### Objectif énoncé 1
D'après le compte rendu de la table ronde, combien de personnes remplissaient l'auditorium ?

### Texte fourni
* * * *
La table ronde « l’abolitionnisme africain au XXIe siècle » a eu lieu le Samedi 16 février à l’EHESS

Colloque EHESS « l’abolitionnisme africain au XXIe siècle »

La table ronde ‘l’abolitionnisme africain au XXIe siècle’ a eu lieu le Samedi 16 février à l’Ecole des Hautes Etudes en Sciences Sociales (EHESS) à Paris. L’auditorium était complètement rempli par plus de 200 personnes, principalement des représentants de la diaspora africaine (surtout Mauritanienne, Malienne et Nigérienne) venant pas seulement de Paris, mais aussi des banlieues et d’autres villes françaises et même de l’étranger. Il y avait aussi nombreux chercheurs et activistes.

L’événement était organisé autour des témoignages de deux grands abolitionnistes ouest-africains: le député Biram Dah Abeid, président d’IRA Mauritanie, et le secrétaire général de l’ONG Nigerienne Timidria qui est aussi secrétaire exécutif du réseau G5 Sahel Esclavage, M. Ali Bouzou. Outre ces deux intervenants principaux, les représentants des ONG abolitionnistes maliennes ont présenté des rapports détaillant la montée recente de violences liée à l’esclavage dans plusieurs régions du Mali, en particulier dans les régions de Kayes et de Nioro.

Le large public qui a convergé pour soutenir les abolitionnistes africains de Mauritanie, du Niger et du Mali témoigne de la gravité de la situation actuelle. En Afrique les tensions sociales entre les propriétaires d’esclaves (et/ou leurs descendants) et les esclaves (et/ou leur descendants), avaient été passées sous silence au cours des premières décennies apres l’indépendance. Comme un certain nombre d’historiens l’ont montré, notamment le Professeur Ibrahima Thioub, le projet de construction des nations africaines avait exigé la négation du clivage entre ceux qui descendaient d’esclaves et ceux qui descendaient de propriétaires d’esclaves. Mais des telles tensions ne peuvent pas être réduites au silence indéfiniment. À moins que les problèmes sociaux qui les causent ne soient résolus, elles apparaissent, malheureusement souvent avec violence.

Les présentateurs africains du colloque ont lancé un appel, en premier lieu à leurs gouvernements, mais également à tous les resortissants de leurs pays, ainsi qu’aux étrangers concernés et aux organisations internationales des droits de l’homme. Ils ont soutenu leur appel par des rapports détaillés documentant la nature et l’ampleur des circonstances auxquelles ils sont confrontés :

Le député Biram Dah Abeid a déclaré qu’en Mauritanie des personnes considérées comme des descendants d’esclaves, pouvant inclure de vrais descendants d’ancêtres réduits en esclavage et des personnes discriminées en raison de logiques racistes (vus comme ‘noirs’ et assimilés aux ‘esclaves’), sont victimes d’exploitation et de violences ouvertes et systematiques, et que les organisations qui tentent de remédier à ces problèmes sont réprimé brutalement. M. Dah Abeid lui-même venait d’être libéré après près de cinq mois d’incarcération.
* * * *
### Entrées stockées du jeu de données
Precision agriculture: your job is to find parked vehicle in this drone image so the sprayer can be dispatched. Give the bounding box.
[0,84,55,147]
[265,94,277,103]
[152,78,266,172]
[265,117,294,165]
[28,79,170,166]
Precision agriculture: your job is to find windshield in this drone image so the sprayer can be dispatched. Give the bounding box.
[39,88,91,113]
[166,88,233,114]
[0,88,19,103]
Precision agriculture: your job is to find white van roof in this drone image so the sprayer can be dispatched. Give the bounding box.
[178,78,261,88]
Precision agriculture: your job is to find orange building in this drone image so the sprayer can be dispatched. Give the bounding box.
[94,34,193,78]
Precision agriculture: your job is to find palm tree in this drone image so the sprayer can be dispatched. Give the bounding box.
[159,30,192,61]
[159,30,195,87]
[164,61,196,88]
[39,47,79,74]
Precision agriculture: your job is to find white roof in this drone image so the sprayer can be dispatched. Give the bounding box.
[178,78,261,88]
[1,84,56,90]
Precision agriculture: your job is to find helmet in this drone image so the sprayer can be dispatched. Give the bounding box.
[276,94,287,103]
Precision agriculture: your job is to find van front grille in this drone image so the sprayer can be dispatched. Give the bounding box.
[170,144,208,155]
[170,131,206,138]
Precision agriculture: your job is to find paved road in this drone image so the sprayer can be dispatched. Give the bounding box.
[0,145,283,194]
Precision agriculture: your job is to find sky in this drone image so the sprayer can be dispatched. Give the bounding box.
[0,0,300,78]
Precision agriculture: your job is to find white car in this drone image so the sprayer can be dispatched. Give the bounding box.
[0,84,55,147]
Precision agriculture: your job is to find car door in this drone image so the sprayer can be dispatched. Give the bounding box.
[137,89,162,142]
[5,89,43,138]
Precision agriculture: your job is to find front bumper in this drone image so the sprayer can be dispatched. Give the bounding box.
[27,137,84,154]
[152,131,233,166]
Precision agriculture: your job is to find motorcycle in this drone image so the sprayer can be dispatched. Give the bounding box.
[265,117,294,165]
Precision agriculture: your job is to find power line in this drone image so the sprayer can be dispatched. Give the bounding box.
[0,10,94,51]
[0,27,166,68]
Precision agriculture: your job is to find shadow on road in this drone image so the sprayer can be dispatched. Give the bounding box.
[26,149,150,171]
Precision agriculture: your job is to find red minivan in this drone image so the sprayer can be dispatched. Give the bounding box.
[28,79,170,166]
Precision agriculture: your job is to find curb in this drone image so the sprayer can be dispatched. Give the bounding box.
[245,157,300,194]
* * * *
### Objectif énoncé 2
Dans les entrées, remplace « sprayer » par « harvester » sur les lignes allant de celle qui contient « Precision agriculture: your job is to find orange » jusqu'à celle qui contient « [1,84,56,90] » incluse. Redonne uniquement ces lignes, sans rien changer d'autre.

### Bonne réponse 1
Plus de 200 personnes.

### Bonne réponse 2
Precision agriculture: your job is to find orange building in this drone image so the harvester can be dispatched. Give the bounding box.
[94,34,193,78]
Precision agriculture: your job is to find palm tree in this drone image so the harvester can be dispatched. Give the bounding box.
[159,30,192,61]
[159,30,195,87]
[164,61,196,88]
[39,47,79,74]
Precision agriculture: your job is to find white roof in this drone image so the harvester can be dispatched. Give the bounding box.
[178,78,261,88]
[1,84,56,90]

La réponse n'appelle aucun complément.